▶ TASK TO CARRY OUT: Copy out every line of the items below word for word, but leave out the pictures.

▶ GIVEN DATA:
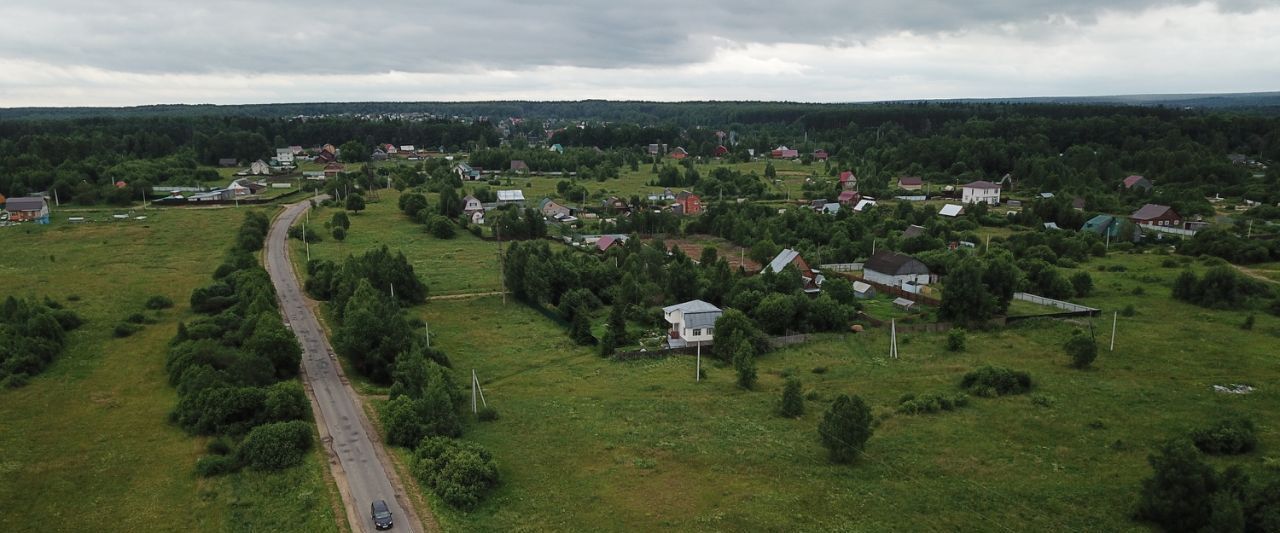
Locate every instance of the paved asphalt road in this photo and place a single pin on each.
(360, 467)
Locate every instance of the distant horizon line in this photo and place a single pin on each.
(1150, 98)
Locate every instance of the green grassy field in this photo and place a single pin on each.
(464, 264)
(625, 446)
(86, 445)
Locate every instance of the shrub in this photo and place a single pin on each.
(1082, 349)
(213, 465)
(931, 402)
(124, 329)
(218, 446)
(460, 473)
(791, 404)
(956, 340)
(845, 428)
(1226, 437)
(995, 381)
(277, 445)
(158, 303)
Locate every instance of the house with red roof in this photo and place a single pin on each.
(979, 192)
(848, 181)
(910, 183)
(1156, 215)
(849, 197)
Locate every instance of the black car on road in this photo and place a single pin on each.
(382, 514)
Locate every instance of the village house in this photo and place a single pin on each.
(466, 173)
(848, 181)
(784, 153)
(609, 241)
(470, 204)
(910, 183)
(553, 210)
(812, 278)
(1137, 183)
(1156, 215)
(27, 209)
(511, 197)
(691, 323)
(894, 269)
(979, 191)
(688, 204)
(332, 169)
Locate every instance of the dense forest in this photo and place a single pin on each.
(1083, 149)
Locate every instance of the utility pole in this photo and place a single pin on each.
(502, 269)
(699, 374)
(1114, 318)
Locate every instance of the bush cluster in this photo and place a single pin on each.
(31, 335)
(233, 368)
(990, 381)
(461, 473)
(931, 402)
(1230, 436)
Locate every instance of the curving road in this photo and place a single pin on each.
(359, 463)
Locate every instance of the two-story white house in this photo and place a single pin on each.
(981, 192)
(691, 323)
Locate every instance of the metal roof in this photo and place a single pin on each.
(782, 260)
(516, 195)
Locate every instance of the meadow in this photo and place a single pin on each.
(87, 443)
(622, 446)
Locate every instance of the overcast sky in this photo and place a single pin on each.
(67, 53)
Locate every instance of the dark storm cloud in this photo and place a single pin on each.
(144, 36)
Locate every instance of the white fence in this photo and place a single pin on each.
(841, 267)
(1051, 303)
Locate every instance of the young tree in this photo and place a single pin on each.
(792, 402)
(1082, 349)
(580, 328)
(355, 203)
(744, 363)
(845, 428)
(341, 221)
(965, 297)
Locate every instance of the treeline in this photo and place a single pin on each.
(391, 349)
(236, 368)
(31, 335)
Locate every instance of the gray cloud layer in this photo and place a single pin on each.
(330, 37)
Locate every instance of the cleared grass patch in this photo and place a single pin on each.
(86, 445)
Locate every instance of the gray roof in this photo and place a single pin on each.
(782, 260)
(691, 306)
(26, 204)
(1151, 212)
(895, 264)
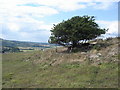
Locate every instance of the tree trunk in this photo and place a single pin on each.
(74, 44)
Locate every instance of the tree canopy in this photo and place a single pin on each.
(72, 31)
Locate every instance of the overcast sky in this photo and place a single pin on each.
(31, 20)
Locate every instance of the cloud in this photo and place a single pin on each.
(111, 25)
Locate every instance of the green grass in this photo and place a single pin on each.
(19, 70)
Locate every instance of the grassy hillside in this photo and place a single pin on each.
(93, 68)
(11, 43)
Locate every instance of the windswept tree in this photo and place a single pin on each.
(71, 32)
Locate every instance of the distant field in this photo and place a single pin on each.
(51, 69)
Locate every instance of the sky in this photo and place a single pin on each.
(32, 20)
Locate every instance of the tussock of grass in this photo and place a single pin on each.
(50, 69)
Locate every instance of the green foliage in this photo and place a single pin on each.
(73, 30)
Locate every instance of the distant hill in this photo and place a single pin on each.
(12, 43)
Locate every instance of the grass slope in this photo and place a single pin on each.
(48, 69)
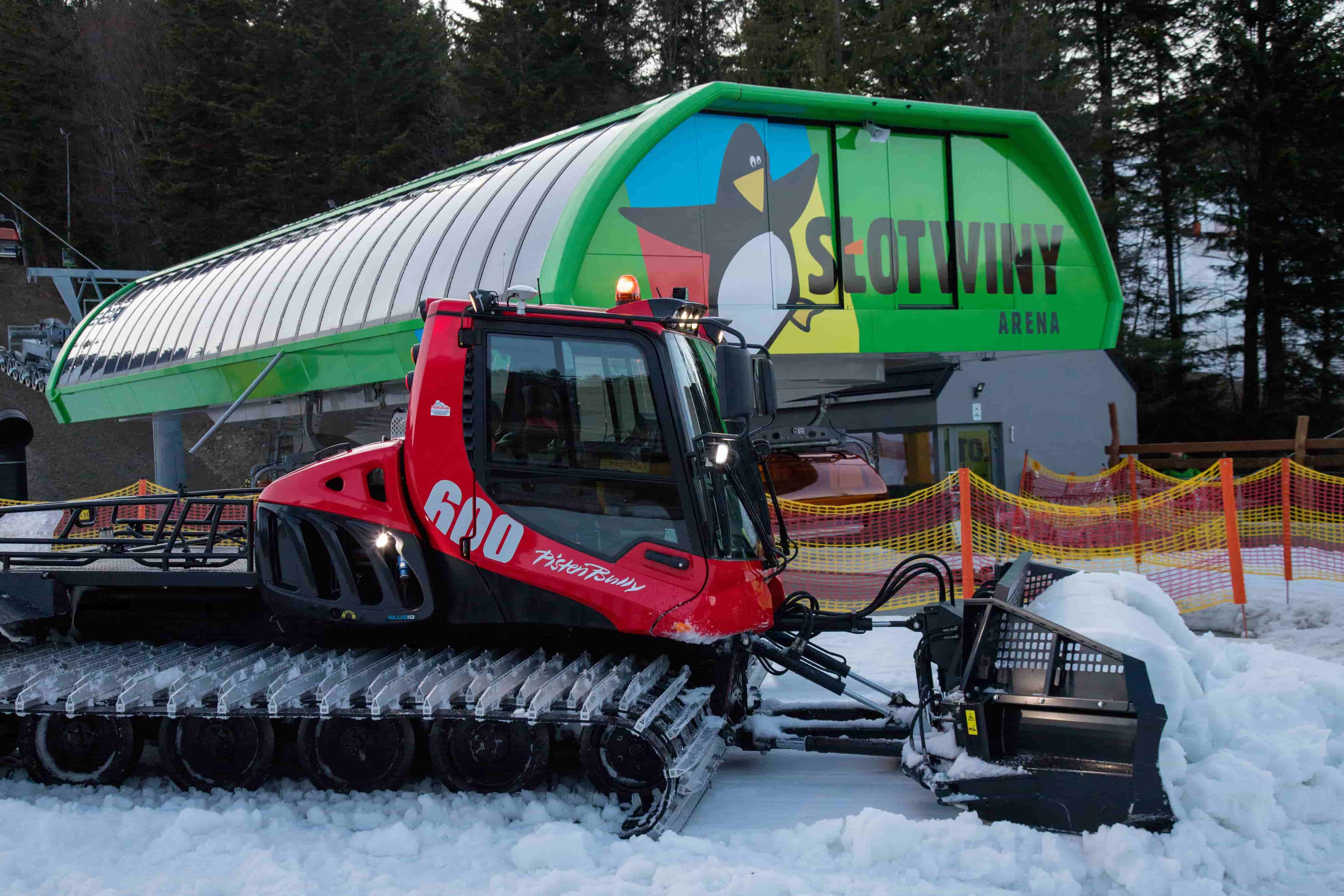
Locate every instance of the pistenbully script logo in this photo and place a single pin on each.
(584, 570)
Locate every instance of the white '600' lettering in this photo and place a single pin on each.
(498, 538)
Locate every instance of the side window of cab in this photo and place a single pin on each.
(576, 448)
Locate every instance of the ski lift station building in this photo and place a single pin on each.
(861, 240)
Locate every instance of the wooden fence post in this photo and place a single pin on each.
(1285, 499)
(1113, 452)
(1133, 512)
(968, 576)
(1234, 539)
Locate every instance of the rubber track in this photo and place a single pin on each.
(140, 680)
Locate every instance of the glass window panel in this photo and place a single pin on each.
(576, 447)
(131, 321)
(529, 267)
(162, 338)
(389, 240)
(93, 338)
(129, 326)
(204, 312)
(160, 315)
(234, 304)
(434, 281)
(186, 313)
(487, 244)
(602, 516)
(315, 261)
(289, 300)
(405, 284)
(100, 331)
(271, 291)
(503, 256)
(159, 342)
(398, 260)
(346, 267)
(590, 408)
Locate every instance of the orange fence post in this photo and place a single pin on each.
(968, 577)
(1285, 483)
(1133, 511)
(1234, 541)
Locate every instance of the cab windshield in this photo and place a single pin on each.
(733, 536)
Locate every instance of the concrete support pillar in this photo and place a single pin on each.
(170, 452)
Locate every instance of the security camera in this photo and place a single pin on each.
(876, 133)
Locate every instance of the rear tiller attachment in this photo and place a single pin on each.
(1065, 729)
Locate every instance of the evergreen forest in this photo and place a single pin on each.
(1209, 128)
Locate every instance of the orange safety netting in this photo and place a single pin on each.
(1291, 518)
(1127, 481)
(1179, 538)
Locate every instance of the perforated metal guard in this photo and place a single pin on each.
(1025, 645)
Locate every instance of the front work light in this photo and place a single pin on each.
(627, 289)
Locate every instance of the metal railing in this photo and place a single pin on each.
(170, 539)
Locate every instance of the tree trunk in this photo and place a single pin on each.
(1276, 361)
(1251, 332)
(1106, 115)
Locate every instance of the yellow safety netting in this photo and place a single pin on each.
(1178, 538)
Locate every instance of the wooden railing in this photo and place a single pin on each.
(1245, 454)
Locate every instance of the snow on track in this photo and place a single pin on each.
(1255, 769)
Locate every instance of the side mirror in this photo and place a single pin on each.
(768, 401)
(737, 385)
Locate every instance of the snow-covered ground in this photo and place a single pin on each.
(1304, 617)
(1253, 769)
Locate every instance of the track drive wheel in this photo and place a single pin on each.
(357, 754)
(9, 734)
(84, 750)
(206, 753)
(490, 757)
(619, 761)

▶ RESULT OF THIS TASK:
Locate every instance of the paved asphalt road in this photo and place a single pin on each.
(360, 467)
Locate every instance of the distant horizon line in this photo and place a single pin on each.
(1150, 98)
Locate every instance of the green grassy field in this photo and place a single pin on each.
(464, 264)
(625, 446)
(86, 445)
Locate every instance of the shrub in this photo and place a single pin on each.
(1082, 349)
(213, 465)
(931, 402)
(124, 329)
(218, 446)
(460, 473)
(791, 404)
(956, 340)
(845, 428)
(1226, 437)
(995, 381)
(277, 445)
(158, 303)
Locate every instance of the house with red roof in this photo and place a single pin on each.
(979, 192)
(848, 181)
(910, 183)
(1156, 215)
(849, 197)
Locate every instance of the black car on road in this photo and place a single pin on each.
(382, 514)
Locate every instance of the village house in this photo and place a single pin on each.
(466, 173)
(848, 181)
(784, 153)
(609, 241)
(470, 204)
(910, 183)
(553, 210)
(812, 278)
(1137, 183)
(1156, 215)
(27, 209)
(511, 197)
(691, 323)
(894, 269)
(979, 191)
(688, 204)
(332, 169)
Locate every instance of the dense forest in this photo and place a single pin on each.
(1083, 149)
Locate every instance of the utility pole in this photo and place a single pin on each.
(502, 269)
(699, 374)
(1114, 318)
Locate every instance of the bush cluster in this photo and place a single pin on each.
(31, 335)
(233, 368)
(990, 381)
(461, 473)
(931, 402)
(1230, 436)
Locate every instance of the curving road in this photo and place a single pin on each.
(359, 463)
Locate every instance of the two-story white house in this photo and place a single pin on each.
(981, 192)
(691, 323)
Locate every instance of the metal roof in this photo and place a single pin on each.
(782, 260)
(516, 195)
Locate every instance of the meadow in this photo and place a single pin on each.
(87, 443)
(622, 446)
Locate every instance of the overcast sky in this photo and place a single pin on each.
(67, 53)
Locate every instance of the dark storm cloud in this photo and place a single pin on each.
(144, 36)
Locate every instance of the white fence in this photo and place a single pin on each.
(841, 267)
(1051, 303)
Locate every instance of the young tree in this photo and place a single pin on each.
(792, 402)
(1082, 349)
(580, 328)
(355, 203)
(744, 363)
(845, 428)
(341, 221)
(965, 297)
Locate every instance of the treeline in this photo and place a single pin on each.
(391, 349)
(236, 368)
(31, 335)
Locate every instance of the gray cloud layer in this photo and place a single pin on each.
(330, 37)
Locate every instance of the cleared grass patch in this photo and place a single pin on each.
(86, 445)
Locate every instance of the gray roof in this photo and place a single pin on each.
(782, 260)
(691, 306)
(26, 204)
(1151, 212)
(895, 264)
Locate every instance of the tree trunk in this photo and place a single pin on each.
(74, 44)
Locate every instance of the tree canopy in this photo and place a single pin on each.
(72, 31)
Locate every instance of the overcast sky in this photo and place a single pin on each.
(31, 20)
Locate every instance of the cloud in this photo and place a single pin on each.
(111, 25)
Locate every instance of the green grass in this photo and place a single pin on each.
(19, 70)
Locate every instance of the grassy hillside in this photo and place a single pin on each.
(93, 68)
(11, 43)
Locate every instance of the windswept tree in this photo and place a single pin on each.
(71, 32)
Locate every instance of the distant field in this photo and place a single pin on each.
(51, 69)
Locate every instance of the sky in this photo and place a single pin on each.
(32, 20)
Locate every instance of the tussock of grass in this photo and place a single pin on each.
(50, 69)
Locate every instance of the green foliage in this photo and place a single pin on each.
(73, 30)
Locate every instance of the distant hill in this photo and place a single pin on each.
(12, 43)
Locate every instance of the grass slope in this photo and place a single pin on each.
(48, 69)
Locate every instance of the pistenbully script logo in this photo and place a single pin on each.
(584, 570)
Locate every instance of the white '600' lettering in this photo and place a single pin on each.
(498, 538)
Locate every instance of the side window of cab in this photo and place a single pin on each.
(576, 448)
Locate every instance of the ski lift station building in this photo and place a single pin on each.
(861, 240)
Locate every instance of the wooden fence post in this photo and place a single pin on each.
(1285, 499)
(1113, 452)
(1133, 512)
(968, 576)
(1234, 539)
Locate every instance of the rubber track in this photo and place a single pin on each.
(140, 680)
Locate every instance of the glass window panel in this photo and place a single pin on each.
(576, 447)
(131, 321)
(529, 267)
(162, 338)
(389, 240)
(93, 338)
(129, 326)
(204, 312)
(160, 315)
(234, 304)
(434, 281)
(186, 313)
(487, 244)
(602, 516)
(315, 261)
(289, 300)
(405, 284)
(100, 331)
(271, 291)
(503, 256)
(159, 342)
(398, 260)
(346, 267)
(590, 408)
Locate every instance of the orange fence post in this photo and place a single pin on each.
(968, 577)
(1285, 483)
(1133, 511)
(1234, 541)
Locate every instance of the cab windshield in this photo and place a single pin on each.
(733, 536)
Locate every instance of the concrete support pillar in this photo and place a single pin on each.
(170, 452)
Locate every instance of the security camera in this photo and place a single pin on each.
(876, 133)
Locate every instance of the rear tiller attachment in this photo and place a single pin on each.
(1065, 729)
Locate every instance of the evergreen forest in this photo and place a single pin on each.
(1209, 128)
Locate every instance of the orange safety netting in this photo and place a single pin on each.
(1291, 518)
(1127, 481)
(1179, 538)
Locate every instance of the perforated metal guard in this photo and place a single pin on each.
(1025, 645)
Locate every instance of the front work light in this photo and place a single pin on each.
(627, 289)
Locate every instance of the metal railing in this photo and place a single pin on each.
(170, 539)
Locate every instance of the tree trunk in this photo and place a single pin on each.
(1276, 361)
(1251, 332)
(1106, 115)
Locate every instance of the yellow safety netting in this photo and place a single pin on each.
(1178, 538)
Locate every instance of the wooden railing in this photo and place a single pin on each.
(1245, 454)
Locate every instance of the snow on track in this photo and place a single pin on each.
(1255, 769)
Locate every instance of the side mirror in this photo and place a single pin on each.
(768, 401)
(737, 385)
Locate every instance of the snow-covered ground in this photo and place a single pin on each.
(1304, 617)
(1253, 769)
Locate every instance of the track drive wheel in this photo and place a single pin on each.
(357, 754)
(9, 734)
(84, 750)
(206, 753)
(490, 757)
(619, 761)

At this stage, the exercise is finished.